Article:

┌────────

In 2014 The Minister of Women Affairs and Social Development, Hajiya Zainab Maina, said 70% of Nigerian women are living below poverty line.
 
According to the Nigerian Bureau of Statistics in their National Manpower Stock And Employment Generation Survey dated 2010…(the most recent)….the profile of an unemployed  person in Nigeria, is a rural dweller, aged between 15-24, university educated to first degree and female.
 
There were more unemployed females (24.9%) than their male counterpart (17.7%).
 
A report by JC Kwesiga in 1999 showed that in Africa, women constitute 52% of the total population, contribute 75% of the agricultural workforce, produce and market 60 to 80% of food.
 
So why are women poor in Nigeria? Many reasons
 
Women face discrimination in all aspects of life.
 
A recent case n Nigeria, The Supreme Court in 2014, voided the Igbo law and custom, which forbid a female from inheriting her late father’s estate, on the grounds that it is discriminatory and conflicts with the provision of the constitution.
 
Flann and Oldham in a research in 2007 found that women still face gender discrimination in laws, policies and practices.
 
The National Gender. Policy, 2006 stated that “gender-based division of labor, disparities between male and female access to power and resources, and gender bias in rights and entitlements remain pervasive in Nigeria”.
 
Women are not fully participants in the labor force
 
Federal ministry of Women Affairs and Social Development in its 2008 Nigeria Gender Statistics Book, stated that 43.1% of women are employed compared to 56.9 in men out of a total workforce of 40,567,978
 
Female in Nigeria have the highest unemployment figures in both rural and urban areas for all age groups in Nigeria as defined by the NBS, Being female and poor is what cuts across all regions in Nigeria.
 
 
Access to credit, in terms of financial inclusion is low for women,
 
Women in Nigeria fall far behind in financial inclusion. In a survey done by EFInA in 2014, 21.4m females (42.7% of the total female population) are financially excluded versus 15.6 million males (35.8% of the total male population).

└────────

Supplied entries:
┌────────

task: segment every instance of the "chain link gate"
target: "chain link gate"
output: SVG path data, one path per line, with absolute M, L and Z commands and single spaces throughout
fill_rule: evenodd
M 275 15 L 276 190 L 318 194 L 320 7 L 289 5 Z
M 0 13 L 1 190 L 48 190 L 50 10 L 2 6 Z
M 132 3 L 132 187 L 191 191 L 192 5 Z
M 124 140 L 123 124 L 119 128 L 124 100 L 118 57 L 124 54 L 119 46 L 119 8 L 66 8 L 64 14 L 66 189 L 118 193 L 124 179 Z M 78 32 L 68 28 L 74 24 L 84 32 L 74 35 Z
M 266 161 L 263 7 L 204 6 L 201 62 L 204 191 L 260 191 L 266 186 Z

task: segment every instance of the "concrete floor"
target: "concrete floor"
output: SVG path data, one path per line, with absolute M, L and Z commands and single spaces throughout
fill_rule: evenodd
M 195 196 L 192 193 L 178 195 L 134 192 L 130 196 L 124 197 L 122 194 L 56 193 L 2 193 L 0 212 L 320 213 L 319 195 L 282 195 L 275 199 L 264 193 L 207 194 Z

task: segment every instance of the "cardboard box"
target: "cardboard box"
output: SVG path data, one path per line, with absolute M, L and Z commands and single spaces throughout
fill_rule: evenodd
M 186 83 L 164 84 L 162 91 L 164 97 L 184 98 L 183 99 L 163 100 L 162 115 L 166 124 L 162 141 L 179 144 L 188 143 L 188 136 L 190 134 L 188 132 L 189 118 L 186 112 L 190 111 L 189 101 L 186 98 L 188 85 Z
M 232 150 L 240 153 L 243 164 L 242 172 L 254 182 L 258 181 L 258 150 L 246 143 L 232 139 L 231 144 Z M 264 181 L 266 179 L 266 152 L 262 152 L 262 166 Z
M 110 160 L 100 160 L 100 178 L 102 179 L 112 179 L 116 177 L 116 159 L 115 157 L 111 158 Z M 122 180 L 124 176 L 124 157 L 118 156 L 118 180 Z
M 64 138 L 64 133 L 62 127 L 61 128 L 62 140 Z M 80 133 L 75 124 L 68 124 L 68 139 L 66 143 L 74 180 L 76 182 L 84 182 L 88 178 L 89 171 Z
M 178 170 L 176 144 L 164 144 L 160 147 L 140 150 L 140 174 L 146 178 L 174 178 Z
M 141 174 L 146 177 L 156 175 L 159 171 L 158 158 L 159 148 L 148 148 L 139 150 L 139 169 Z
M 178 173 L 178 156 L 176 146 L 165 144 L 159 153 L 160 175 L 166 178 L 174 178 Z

└────────

What is being asked: In the article on poverty among Nigerian women, what share of the female population does the 2014 EFInA survey report as financially excluded? The entries aren't needed for this.

Output: 42.7%, or 21.4 million females.